▸ **MATERIAL PROVIDED**:
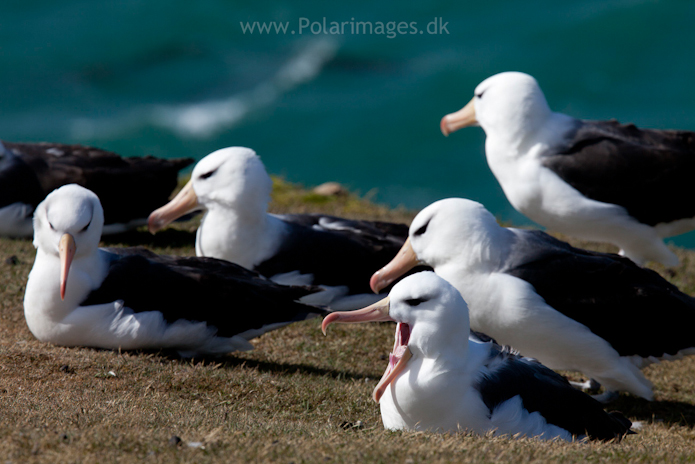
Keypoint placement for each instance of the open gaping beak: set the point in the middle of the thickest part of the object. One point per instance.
(379, 311)
(185, 202)
(464, 117)
(405, 260)
(66, 251)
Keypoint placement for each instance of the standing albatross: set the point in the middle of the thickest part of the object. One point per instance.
(597, 313)
(82, 295)
(596, 180)
(439, 379)
(128, 187)
(233, 188)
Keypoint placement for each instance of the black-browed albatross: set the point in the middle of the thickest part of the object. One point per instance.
(233, 188)
(597, 180)
(129, 188)
(81, 295)
(597, 313)
(439, 379)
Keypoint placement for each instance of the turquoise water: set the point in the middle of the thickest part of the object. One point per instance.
(180, 78)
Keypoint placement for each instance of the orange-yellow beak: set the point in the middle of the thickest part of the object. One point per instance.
(464, 117)
(185, 202)
(377, 312)
(391, 374)
(405, 260)
(66, 251)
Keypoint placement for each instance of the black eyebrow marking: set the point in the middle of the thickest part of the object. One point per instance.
(422, 229)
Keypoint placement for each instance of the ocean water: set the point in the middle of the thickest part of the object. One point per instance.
(179, 78)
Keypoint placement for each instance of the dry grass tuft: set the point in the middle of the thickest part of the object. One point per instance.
(298, 397)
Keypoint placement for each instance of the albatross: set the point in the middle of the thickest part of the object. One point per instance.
(233, 188)
(596, 180)
(439, 379)
(81, 295)
(596, 313)
(128, 187)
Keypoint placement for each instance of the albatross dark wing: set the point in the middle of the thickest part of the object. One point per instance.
(128, 188)
(224, 295)
(336, 251)
(636, 310)
(550, 394)
(649, 172)
(18, 182)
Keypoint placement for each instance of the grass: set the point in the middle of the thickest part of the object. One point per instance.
(298, 397)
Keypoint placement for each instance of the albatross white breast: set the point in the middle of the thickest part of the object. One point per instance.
(233, 188)
(597, 180)
(128, 187)
(440, 380)
(80, 295)
(571, 309)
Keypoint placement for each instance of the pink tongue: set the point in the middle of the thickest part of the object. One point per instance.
(399, 347)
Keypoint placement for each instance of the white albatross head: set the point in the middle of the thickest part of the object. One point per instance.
(453, 231)
(68, 224)
(233, 178)
(508, 105)
(431, 315)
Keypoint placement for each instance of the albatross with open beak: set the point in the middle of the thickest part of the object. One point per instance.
(439, 379)
(81, 295)
(572, 309)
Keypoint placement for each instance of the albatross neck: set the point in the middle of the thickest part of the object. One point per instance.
(243, 236)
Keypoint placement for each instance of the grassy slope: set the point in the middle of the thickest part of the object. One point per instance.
(299, 397)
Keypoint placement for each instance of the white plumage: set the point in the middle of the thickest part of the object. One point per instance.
(70, 270)
(596, 180)
(440, 380)
(571, 309)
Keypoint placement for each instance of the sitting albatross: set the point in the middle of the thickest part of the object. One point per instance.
(596, 180)
(234, 188)
(82, 295)
(597, 313)
(439, 379)
(128, 187)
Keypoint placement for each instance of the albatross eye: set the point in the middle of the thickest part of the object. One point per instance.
(422, 229)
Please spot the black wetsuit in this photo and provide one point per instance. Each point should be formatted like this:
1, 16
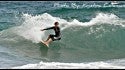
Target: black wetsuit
57, 35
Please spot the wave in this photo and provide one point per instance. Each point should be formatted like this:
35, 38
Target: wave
83, 41
85, 5
58, 65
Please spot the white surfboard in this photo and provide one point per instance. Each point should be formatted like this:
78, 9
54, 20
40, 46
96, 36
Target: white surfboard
45, 44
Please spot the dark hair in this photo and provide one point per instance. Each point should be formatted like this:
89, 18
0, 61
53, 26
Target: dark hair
56, 23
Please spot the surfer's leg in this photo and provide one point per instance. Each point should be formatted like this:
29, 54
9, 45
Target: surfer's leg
50, 36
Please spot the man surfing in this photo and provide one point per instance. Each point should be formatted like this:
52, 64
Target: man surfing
52, 37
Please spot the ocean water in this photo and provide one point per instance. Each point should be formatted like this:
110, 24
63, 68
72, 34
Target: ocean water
93, 35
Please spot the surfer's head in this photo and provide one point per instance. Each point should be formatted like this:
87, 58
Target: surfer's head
56, 23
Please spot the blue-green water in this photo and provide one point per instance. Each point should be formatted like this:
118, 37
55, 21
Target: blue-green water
92, 31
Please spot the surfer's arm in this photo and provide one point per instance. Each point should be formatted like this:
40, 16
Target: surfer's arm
47, 28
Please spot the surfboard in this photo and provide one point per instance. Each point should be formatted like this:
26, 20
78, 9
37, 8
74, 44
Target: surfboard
45, 44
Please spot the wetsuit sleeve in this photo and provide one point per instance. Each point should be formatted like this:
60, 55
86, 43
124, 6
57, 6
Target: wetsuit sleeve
48, 28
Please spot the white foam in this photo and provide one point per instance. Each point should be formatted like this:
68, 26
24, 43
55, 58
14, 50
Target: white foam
30, 29
58, 65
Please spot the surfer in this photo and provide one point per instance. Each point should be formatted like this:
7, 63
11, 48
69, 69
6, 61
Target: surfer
52, 37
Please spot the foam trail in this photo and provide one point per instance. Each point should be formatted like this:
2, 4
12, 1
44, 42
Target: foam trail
32, 25
58, 65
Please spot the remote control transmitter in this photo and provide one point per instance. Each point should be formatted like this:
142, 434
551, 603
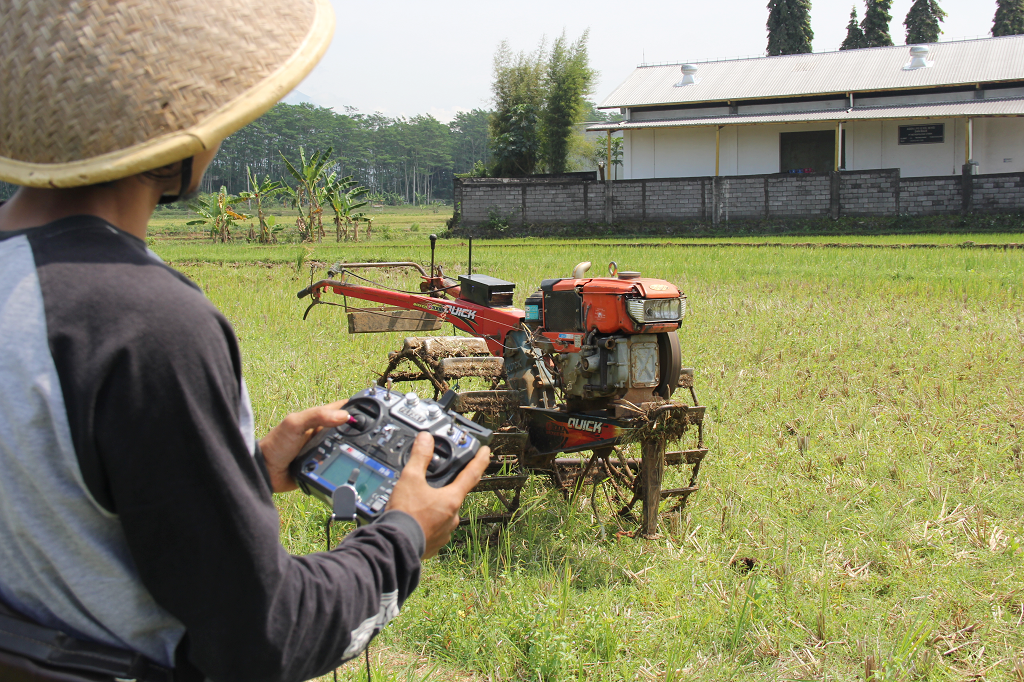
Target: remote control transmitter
369, 453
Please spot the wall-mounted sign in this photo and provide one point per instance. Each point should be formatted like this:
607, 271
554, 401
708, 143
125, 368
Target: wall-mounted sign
928, 133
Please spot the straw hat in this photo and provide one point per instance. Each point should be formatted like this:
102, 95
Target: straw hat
95, 90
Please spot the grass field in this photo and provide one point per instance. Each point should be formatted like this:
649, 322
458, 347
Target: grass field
894, 541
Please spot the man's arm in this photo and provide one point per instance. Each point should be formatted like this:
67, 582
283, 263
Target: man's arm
202, 527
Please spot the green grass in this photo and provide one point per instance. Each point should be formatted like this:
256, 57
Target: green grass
894, 539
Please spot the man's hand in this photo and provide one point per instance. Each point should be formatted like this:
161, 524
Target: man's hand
436, 509
285, 440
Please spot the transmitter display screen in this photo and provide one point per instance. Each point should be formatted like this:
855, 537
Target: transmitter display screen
372, 474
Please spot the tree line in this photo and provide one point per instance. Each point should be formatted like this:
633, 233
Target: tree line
397, 160
790, 24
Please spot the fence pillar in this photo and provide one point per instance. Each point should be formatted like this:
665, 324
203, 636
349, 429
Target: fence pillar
897, 178
834, 194
609, 212
716, 200
967, 188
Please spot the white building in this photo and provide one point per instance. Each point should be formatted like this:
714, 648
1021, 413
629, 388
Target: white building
926, 110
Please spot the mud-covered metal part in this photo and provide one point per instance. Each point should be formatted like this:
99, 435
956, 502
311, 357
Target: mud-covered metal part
585, 384
537, 439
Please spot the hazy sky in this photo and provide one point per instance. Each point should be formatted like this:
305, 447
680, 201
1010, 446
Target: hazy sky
402, 57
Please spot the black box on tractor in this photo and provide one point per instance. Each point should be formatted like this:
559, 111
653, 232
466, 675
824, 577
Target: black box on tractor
486, 290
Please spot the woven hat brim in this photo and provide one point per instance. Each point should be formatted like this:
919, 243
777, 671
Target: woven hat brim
212, 129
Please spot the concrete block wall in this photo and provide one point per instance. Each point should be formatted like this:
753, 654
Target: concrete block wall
477, 203
628, 201
741, 198
930, 196
799, 196
1003, 193
675, 200
595, 202
554, 203
881, 193
868, 193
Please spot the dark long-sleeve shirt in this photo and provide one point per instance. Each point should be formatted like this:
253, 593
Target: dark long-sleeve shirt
135, 508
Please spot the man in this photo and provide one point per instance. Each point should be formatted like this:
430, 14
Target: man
135, 508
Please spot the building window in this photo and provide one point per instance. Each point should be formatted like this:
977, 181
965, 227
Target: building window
812, 152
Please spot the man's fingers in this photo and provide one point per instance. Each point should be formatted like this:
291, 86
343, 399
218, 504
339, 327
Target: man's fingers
420, 456
325, 415
470, 476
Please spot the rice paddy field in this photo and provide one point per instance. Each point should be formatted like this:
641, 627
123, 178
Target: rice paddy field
888, 548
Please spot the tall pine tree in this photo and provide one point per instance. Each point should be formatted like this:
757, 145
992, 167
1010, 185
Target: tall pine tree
923, 22
876, 24
1009, 17
788, 27
854, 35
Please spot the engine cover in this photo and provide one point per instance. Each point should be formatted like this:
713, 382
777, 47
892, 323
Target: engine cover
611, 367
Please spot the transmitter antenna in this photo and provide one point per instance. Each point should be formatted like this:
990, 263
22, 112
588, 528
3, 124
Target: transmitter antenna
433, 243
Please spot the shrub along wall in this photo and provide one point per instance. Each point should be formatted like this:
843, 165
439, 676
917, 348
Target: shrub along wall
520, 202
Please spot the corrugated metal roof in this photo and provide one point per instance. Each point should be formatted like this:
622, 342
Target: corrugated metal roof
872, 69
1008, 107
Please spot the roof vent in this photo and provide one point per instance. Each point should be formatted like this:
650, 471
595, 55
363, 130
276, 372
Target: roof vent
689, 75
919, 58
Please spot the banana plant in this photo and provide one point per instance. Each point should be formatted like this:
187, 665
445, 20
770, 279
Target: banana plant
306, 196
341, 194
216, 213
258, 192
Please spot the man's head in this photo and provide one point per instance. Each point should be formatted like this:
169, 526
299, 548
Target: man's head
98, 91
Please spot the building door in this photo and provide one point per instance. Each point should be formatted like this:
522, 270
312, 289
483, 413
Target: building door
811, 152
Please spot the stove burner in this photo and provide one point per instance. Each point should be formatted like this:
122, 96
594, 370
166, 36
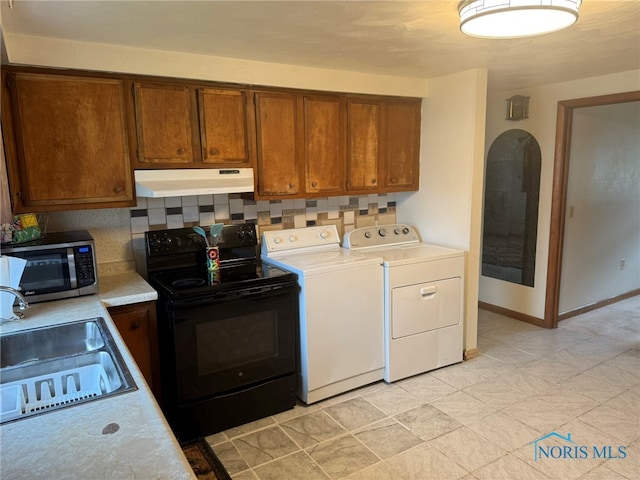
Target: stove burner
188, 282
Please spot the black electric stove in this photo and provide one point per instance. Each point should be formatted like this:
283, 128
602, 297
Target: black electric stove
229, 337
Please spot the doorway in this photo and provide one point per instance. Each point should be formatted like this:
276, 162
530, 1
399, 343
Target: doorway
564, 128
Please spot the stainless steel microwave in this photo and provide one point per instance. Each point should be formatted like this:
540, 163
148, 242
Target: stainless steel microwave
59, 265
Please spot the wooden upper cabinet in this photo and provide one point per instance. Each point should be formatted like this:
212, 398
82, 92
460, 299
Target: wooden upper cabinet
363, 144
402, 145
383, 144
224, 130
324, 140
66, 142
277, 144
165, 118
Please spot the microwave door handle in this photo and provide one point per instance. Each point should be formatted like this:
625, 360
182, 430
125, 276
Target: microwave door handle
71, 263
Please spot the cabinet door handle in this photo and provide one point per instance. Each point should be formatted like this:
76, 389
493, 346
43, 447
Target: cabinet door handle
428, 292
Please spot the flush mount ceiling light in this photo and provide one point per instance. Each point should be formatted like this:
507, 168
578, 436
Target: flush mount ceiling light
516, 18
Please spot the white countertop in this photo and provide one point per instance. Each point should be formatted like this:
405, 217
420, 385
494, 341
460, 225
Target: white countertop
74, 442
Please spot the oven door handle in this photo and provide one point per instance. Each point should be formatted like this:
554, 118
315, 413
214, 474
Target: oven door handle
220, 297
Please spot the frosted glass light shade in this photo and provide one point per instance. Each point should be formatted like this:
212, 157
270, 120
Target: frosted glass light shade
516, 18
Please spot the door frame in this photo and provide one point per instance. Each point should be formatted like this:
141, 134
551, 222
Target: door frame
564, 124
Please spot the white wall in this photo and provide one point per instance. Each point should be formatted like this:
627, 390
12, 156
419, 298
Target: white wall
447, 209
542, 125
49, 52
603, 200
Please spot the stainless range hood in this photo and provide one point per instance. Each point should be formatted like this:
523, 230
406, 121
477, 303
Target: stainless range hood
184, 182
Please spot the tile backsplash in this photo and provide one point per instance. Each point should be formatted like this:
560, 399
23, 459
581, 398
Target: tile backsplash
346, 212
119, 232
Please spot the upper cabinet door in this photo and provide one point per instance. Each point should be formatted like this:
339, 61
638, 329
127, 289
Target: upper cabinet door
223, 127
402, 145
68, 142
165, 124
324, 140
363, 145
277, 144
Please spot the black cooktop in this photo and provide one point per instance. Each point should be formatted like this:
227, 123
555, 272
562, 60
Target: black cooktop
176, 263
200, 281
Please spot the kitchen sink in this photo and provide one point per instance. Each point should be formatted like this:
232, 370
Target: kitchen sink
49, 368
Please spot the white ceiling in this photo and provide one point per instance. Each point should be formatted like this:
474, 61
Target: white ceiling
408, 39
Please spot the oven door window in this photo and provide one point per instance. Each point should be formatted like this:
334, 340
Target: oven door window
45, 272
231, 343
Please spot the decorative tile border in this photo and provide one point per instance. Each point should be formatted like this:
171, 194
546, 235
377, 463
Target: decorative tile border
178, 212
345, 212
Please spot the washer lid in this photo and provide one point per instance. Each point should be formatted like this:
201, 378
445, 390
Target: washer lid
323, 261
411, 254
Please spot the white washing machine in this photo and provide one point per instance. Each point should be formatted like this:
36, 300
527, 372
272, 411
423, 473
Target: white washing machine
423, 298
341, 309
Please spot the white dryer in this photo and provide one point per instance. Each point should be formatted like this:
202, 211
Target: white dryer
341, 309
423, 298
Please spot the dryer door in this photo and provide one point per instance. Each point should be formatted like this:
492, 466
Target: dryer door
425, 306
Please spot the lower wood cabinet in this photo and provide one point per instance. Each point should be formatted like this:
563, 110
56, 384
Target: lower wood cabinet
137, 325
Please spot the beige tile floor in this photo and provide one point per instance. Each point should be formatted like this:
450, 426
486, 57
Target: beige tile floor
474, 420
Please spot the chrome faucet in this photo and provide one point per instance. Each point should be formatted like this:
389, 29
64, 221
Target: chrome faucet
22, 302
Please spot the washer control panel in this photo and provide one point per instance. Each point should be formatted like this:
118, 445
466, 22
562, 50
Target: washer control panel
380, 235
299, 238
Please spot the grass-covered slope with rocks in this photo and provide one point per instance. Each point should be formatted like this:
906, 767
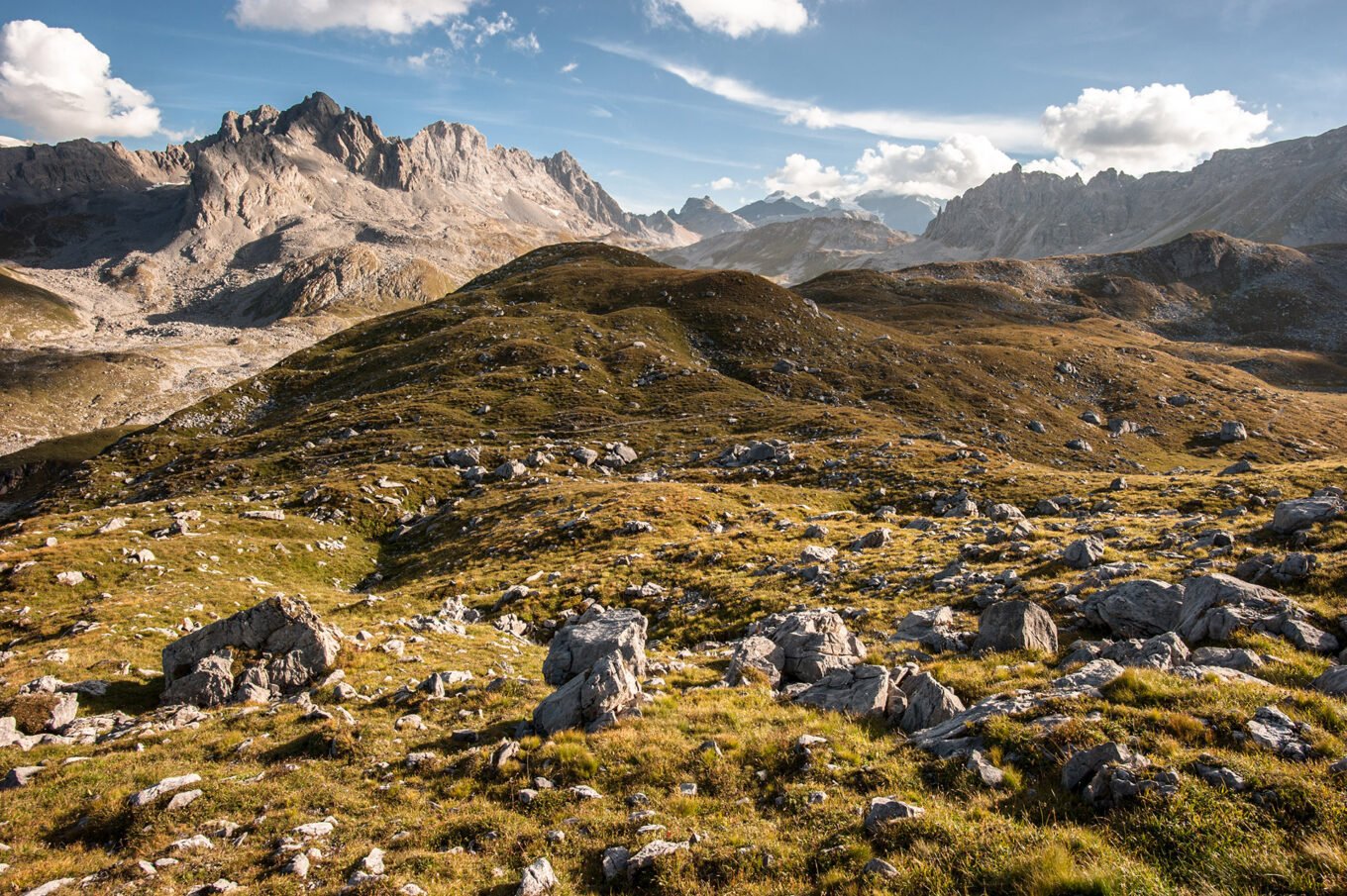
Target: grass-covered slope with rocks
965, 655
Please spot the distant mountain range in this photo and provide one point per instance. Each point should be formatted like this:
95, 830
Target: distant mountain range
195, 264
1291, 193
135, 282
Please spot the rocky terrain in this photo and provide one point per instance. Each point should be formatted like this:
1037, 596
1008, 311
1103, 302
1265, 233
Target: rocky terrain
791, 250
602, 575
1291, 193
1204, 286
152, 279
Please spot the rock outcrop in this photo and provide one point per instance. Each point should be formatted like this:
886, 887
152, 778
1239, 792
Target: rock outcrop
259, 653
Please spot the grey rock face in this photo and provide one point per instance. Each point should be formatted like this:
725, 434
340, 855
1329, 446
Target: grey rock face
760, 653
647, 857
1110, 775
860, 690
879, 538
1302, 512
1267, 567
575, 648
1276, 731
1141, 608
1235, 657
591, 699
770, 451
930, 704
1334, 680
539, 880
812, 643
1215, 605
1163, 652
889, 810
1084, 554
1016, 626
292, 645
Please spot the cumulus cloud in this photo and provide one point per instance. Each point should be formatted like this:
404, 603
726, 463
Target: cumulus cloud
801, 175
1005, 131
736, 18
59, 85
1162, 127
526, 44
387, 17
939, 171
942, 171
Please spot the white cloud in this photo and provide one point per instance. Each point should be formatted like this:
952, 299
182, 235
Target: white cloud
1162, 127
1007, 133
803, 175
942, 171
737, 18
1056, 164
433, 56
58, 84
527, 44
461, 31
388, 17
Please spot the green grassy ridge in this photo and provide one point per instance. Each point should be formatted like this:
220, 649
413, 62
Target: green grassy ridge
414, 398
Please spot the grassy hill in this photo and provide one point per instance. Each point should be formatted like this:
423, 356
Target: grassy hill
886, 407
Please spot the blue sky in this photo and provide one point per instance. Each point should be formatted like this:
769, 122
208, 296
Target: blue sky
667, 99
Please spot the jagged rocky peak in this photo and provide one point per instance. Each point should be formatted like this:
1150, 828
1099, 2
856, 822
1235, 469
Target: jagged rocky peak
1291, 193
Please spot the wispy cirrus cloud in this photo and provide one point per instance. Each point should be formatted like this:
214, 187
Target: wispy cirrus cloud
1009, 133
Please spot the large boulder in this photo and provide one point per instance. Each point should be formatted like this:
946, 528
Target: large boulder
1140, 608
812, 645
591, 699
1276, 731
889, 810
756, 655
860, 690
1110, 773
538, 880
930, 704
576, 647
1214, 607
1016, 626
1301, 512
286, 643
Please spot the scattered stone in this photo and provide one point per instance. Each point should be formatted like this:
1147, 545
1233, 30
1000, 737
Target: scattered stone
167, 786
1084, 554
1300, 514
889, 810
1016, 626
1277, 732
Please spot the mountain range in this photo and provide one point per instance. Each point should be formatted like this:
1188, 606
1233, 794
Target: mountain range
137, 282
1291, 193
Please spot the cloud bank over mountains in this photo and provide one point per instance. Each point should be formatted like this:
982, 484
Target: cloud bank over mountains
60, 86
1162, 127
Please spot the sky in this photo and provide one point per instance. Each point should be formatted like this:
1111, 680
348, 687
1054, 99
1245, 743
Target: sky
732, 99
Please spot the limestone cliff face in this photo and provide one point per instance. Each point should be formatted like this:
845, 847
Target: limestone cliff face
1292, 193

▸ **DIRECTIONS FOR THIS TASK**:
Lines from the one containing "Target: sky" through the last line of the records, restated word for word: that is the whole response.

▸ **TASK SOLUTION**:
Target: sky
732, 99
Please spot the limestone cliff face in this photo and provide one point per instance. Each point should be formatted like this:
845, 847
Target: limestone cliff face
1292, 193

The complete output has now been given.